* PROBLEM REQUIREMENTS *
Reproduce every one of the entries below verbatim, keeping each line unchanged.

[Shape annotation entries]
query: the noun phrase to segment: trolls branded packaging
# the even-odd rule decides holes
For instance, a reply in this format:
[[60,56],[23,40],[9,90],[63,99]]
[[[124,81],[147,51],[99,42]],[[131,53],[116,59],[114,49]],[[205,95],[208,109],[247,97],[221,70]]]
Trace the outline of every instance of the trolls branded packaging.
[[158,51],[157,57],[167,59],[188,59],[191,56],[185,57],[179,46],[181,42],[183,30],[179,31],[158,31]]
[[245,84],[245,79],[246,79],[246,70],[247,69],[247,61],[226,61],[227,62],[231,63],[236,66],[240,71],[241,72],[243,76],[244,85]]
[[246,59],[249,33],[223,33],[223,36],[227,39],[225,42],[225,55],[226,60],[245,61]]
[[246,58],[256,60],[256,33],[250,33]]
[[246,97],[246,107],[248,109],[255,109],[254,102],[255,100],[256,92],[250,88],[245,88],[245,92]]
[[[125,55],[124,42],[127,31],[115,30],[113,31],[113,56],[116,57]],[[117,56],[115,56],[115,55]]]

* FINAL RESULT *
query: the noun phrase to segment: trolls branded packaging
# the even-odd rule decides holes
For instance, a reply in this format:
[[60,56],[23,40],[9,90],[63,99]]
[[[124,81],[147,51],[99,42]],[[131,53],[116,59],[114,49]],[[205,95],[208,109],[247,97],[221,70]]]
Trace the outline of every instance of the trolls branded packaging.
[[158,51],[157,57],[167,59],[188,59],[191,56],[185,57],[179,46],[181,42],[183,30],[179,31],[158,31]]
[[245,84],[245,79],[246,79],[246,70],[247,69],[247,61],[226,61],[227,62],[231,63],[236,66],[240,71],[241,72],[243,76],[244,85]]
[[246,59],[249,33],[223,33],[223,36],[227,39],[225,42],[225,55],[226,60],[245,61]]
[[246,58],[256,60],[256,33],[250,33]]
[[246,97],[246,107],[248,109],[255,109],[254,102],[255,100],[256,92],[250,88],[245,88],[245,92]]
[[[125,55],[124,42],[127,31],[115,30],[113,31],[113,56],[116,57]],[[117,56],[115,56],[115,55]]]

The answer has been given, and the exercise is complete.